## BEGIN Extracted records
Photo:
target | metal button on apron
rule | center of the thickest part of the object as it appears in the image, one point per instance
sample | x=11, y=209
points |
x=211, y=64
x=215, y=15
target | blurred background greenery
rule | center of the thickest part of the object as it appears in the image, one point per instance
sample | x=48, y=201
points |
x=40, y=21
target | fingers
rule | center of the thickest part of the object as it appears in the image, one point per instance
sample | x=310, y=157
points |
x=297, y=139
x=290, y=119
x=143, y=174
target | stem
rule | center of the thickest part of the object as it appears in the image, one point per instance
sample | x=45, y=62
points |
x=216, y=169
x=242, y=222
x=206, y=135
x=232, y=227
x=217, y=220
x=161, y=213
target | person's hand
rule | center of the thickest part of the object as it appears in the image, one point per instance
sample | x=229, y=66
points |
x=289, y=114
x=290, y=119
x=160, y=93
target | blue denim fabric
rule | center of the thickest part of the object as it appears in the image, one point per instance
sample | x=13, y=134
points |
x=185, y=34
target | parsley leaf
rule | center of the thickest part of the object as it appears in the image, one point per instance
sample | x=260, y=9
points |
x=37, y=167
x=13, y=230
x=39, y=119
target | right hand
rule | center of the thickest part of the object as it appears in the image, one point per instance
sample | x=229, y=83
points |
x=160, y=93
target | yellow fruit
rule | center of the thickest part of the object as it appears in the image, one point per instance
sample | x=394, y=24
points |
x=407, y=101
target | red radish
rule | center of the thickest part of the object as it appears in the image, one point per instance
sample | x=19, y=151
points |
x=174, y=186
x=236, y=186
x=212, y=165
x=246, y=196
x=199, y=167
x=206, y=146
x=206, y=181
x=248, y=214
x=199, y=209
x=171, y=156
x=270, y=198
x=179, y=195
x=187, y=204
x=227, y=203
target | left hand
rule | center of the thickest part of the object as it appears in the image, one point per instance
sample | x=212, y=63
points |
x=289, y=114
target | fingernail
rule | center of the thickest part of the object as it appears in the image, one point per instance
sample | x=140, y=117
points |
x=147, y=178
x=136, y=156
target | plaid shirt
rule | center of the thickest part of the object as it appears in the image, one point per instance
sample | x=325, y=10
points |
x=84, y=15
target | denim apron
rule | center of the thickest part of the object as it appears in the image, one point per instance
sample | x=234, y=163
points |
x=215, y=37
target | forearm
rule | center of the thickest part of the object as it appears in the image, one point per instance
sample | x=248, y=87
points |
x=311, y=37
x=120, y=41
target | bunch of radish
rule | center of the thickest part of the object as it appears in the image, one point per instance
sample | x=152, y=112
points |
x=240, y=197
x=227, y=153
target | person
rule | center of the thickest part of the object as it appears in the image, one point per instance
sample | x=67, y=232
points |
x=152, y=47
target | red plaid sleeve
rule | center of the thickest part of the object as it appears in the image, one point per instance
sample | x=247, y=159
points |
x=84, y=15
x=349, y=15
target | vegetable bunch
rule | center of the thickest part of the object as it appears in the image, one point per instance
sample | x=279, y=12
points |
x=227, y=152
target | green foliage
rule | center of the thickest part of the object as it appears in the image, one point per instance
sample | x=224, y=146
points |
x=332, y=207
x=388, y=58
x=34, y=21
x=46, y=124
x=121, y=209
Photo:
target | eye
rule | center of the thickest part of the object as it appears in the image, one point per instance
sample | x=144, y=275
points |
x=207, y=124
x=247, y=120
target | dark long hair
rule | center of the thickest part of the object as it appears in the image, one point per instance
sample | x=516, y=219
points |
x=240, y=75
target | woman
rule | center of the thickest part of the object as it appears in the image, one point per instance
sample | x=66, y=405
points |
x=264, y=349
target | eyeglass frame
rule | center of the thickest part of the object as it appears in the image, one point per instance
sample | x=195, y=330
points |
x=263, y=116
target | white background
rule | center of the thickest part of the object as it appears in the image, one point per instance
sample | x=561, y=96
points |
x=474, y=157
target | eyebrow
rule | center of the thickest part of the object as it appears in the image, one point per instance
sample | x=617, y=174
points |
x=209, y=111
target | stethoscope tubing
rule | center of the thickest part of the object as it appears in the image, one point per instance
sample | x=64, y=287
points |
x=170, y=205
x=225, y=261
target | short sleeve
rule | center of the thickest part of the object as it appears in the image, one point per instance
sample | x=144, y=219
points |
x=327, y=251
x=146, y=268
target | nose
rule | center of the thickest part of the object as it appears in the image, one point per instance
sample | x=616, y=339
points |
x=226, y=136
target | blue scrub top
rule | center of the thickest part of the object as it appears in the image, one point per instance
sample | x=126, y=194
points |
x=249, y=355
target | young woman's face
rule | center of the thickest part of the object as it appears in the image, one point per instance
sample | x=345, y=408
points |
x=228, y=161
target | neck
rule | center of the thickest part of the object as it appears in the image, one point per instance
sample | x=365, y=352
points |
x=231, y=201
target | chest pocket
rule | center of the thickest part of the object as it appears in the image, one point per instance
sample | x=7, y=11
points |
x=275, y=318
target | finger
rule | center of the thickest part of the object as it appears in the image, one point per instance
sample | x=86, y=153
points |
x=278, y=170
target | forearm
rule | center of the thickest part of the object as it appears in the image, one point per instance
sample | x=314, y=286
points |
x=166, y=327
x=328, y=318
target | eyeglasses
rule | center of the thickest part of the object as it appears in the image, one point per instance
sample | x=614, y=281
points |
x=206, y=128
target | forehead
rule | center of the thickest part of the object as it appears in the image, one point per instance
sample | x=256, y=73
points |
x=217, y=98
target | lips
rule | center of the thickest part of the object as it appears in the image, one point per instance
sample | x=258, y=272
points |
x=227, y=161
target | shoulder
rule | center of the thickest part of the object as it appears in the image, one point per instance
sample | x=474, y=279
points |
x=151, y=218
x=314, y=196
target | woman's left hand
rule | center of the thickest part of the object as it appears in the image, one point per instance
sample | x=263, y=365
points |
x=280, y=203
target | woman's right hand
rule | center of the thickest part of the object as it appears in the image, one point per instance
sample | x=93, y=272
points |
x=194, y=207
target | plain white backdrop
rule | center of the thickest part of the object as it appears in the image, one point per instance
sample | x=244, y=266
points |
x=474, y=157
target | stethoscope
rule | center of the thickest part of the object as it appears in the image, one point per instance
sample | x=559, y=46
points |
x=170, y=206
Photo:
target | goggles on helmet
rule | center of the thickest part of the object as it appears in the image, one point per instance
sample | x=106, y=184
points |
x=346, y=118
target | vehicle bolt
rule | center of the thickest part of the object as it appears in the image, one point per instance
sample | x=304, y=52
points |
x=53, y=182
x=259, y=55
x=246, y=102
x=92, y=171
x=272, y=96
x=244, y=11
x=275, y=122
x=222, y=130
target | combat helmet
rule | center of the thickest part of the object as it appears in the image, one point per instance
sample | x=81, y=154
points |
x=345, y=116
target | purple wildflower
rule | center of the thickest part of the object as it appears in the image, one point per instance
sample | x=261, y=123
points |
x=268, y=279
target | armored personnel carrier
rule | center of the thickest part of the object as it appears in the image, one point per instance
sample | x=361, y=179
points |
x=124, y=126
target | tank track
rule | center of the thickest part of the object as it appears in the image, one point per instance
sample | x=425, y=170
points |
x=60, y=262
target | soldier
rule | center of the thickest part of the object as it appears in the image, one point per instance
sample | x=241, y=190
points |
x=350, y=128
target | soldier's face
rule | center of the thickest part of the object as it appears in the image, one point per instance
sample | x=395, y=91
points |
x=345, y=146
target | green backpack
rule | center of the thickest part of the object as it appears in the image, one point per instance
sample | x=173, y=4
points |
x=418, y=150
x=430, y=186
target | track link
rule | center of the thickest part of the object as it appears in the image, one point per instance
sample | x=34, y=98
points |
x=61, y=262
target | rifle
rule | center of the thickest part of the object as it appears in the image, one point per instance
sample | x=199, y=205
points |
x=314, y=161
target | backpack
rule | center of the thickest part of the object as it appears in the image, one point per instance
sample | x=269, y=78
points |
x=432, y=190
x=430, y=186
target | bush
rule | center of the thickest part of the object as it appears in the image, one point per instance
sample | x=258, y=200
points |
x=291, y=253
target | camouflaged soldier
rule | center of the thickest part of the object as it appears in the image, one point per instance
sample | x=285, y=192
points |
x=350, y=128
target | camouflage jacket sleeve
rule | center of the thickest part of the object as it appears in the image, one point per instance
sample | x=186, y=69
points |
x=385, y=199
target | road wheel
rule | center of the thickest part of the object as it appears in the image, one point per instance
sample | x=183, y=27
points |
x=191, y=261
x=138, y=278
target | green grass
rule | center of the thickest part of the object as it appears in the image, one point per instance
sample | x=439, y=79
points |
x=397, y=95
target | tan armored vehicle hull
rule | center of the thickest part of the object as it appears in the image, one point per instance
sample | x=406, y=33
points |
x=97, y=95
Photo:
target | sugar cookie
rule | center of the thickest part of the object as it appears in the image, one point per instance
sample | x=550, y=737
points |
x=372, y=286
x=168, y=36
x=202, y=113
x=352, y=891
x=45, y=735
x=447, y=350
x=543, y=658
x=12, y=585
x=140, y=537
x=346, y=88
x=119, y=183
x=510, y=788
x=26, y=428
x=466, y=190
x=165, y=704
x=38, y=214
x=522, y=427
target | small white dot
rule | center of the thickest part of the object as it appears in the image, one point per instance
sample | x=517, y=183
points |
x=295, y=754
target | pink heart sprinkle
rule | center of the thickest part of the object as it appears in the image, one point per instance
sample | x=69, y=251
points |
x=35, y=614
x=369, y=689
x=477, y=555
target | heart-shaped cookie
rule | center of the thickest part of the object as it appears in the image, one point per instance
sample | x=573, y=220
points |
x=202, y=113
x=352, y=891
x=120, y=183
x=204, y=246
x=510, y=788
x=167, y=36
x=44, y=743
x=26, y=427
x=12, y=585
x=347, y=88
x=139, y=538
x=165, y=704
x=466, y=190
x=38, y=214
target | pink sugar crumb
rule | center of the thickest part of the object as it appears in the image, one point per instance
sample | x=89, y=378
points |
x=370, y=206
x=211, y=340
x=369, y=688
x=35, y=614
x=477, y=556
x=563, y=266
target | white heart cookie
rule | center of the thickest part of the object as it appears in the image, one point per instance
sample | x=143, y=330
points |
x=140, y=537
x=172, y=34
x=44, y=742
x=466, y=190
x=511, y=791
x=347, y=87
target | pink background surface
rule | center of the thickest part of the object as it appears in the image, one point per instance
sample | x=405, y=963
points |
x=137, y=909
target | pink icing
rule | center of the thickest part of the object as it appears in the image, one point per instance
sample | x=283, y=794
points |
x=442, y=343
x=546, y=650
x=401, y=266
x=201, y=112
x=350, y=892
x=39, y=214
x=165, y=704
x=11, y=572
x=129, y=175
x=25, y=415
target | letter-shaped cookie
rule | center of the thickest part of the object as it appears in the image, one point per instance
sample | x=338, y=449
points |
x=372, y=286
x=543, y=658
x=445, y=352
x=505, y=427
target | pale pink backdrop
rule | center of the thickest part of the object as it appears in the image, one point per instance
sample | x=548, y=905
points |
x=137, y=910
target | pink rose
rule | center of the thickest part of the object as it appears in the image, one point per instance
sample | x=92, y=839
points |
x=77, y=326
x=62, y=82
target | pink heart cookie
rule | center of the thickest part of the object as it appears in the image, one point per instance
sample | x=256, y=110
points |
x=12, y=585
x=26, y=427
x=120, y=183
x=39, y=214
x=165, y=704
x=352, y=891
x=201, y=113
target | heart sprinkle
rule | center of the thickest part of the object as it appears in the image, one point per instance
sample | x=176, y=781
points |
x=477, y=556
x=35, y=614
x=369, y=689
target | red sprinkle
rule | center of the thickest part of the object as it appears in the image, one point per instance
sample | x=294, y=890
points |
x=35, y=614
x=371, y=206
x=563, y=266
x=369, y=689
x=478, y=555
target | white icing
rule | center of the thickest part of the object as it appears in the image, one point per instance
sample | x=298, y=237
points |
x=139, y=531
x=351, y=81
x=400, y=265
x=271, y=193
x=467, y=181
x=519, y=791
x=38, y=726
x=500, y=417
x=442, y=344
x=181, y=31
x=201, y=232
## END Extracted records
From the line containing "target | heart sprinkle" down to the final line of the data, write out every line exactly; both the first and last of these belong in your answer, and nothing else does.

target | heart sprinkle
rule | center of the thickest part of the object as it appears in the image, one point per instance
sample | x=176, y=781
points |
x=477, y=556
x=35, y=614
x=369, y=689
target | red sprinkle
rule | center of the thickest part of the object as it appears in the image, one point per instance
sample | x=294, y=890
points |
x=35, y=614
x=371, y=206
x=563, y=266
x=369, y=689
x=478, y=555
target | white icing
rule | center of the thickest part of the object as it appears in the image, one point per instance
sample | x=298, y=237
points |
x=139, y=531
x=351, y=81
x=400, y=265
x=271, y=193
x=467, y=181
x=519, y=791
x=38, y=726
x=500, y=417
x=442, y=344
x=181, y=31
x=201, y=232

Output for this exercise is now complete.